Source document:
--- start ---

# Help Needed on cerwin vega 124 specs



## soundlevel

Hello, does anyone know the specs and enclosure recommendations for a 12" cerwin-vega model vega124 v-flex 2001 made in usa model, Thank you


----------



## Critical Audio

Get ready for the heart-stopping sound of Vega Series Subwoofers. The V-Flex Suspension on the VEGA 124 12" sub allows extra long throw for high output and deep bass extension. High efficiency means more sound for every watt of power you throw at it. The inter-locked Kevlar and hardwood pulp particles that make up the cone make quick response and natural sounding bass a reality. For use in a ported box.
Power Handling: 800W Peak / 400W RMS

Frequency Response: 20-500Hz

Sensitivity: 94dB

Top Mount Depth: 5-5/8"

Voice Coil: 3" hand wound

Ported Box Volume: 2.0 cubic ft.

V-Flex double bump suspensions for maximum cone excursion and minimal lateral movement.

Kev-Lite Cone made of light, yet incredibly durable Kevlar and hardwood pulp particles for high power handling and efficiencty.

Strontium Ferrite Magnet

1-year manufacturer's warranty

Cerwin-Vega Vega 124 12" Sonic Electronix


----------



## soundlevel

Thank you very much for your help


----------

--- end ---

Collected material:
--- start ---

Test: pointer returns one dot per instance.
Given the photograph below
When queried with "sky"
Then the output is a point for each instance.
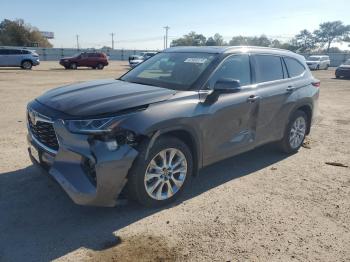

--- end ---

What is asked:
1 > According to the Vega 124 thread, what is the sub's RMS power handling?
2 > For each statement, say whether it agrees with the Vega 124 thread, and quote the words that decide it: (a) The voice coil is 3" and hand wound. (b) The sub is meant for a sealed box. (c) The sub comes with a two-year warranty.
The lines above are not needed for this.

Set of answers:
1 > 400W RMS.

2 >
(a) Yes: "Voice Coil: 3" hand wound"
(b) No: "For use in a ported box."
(c) No: "1-year manufacturer's warranty"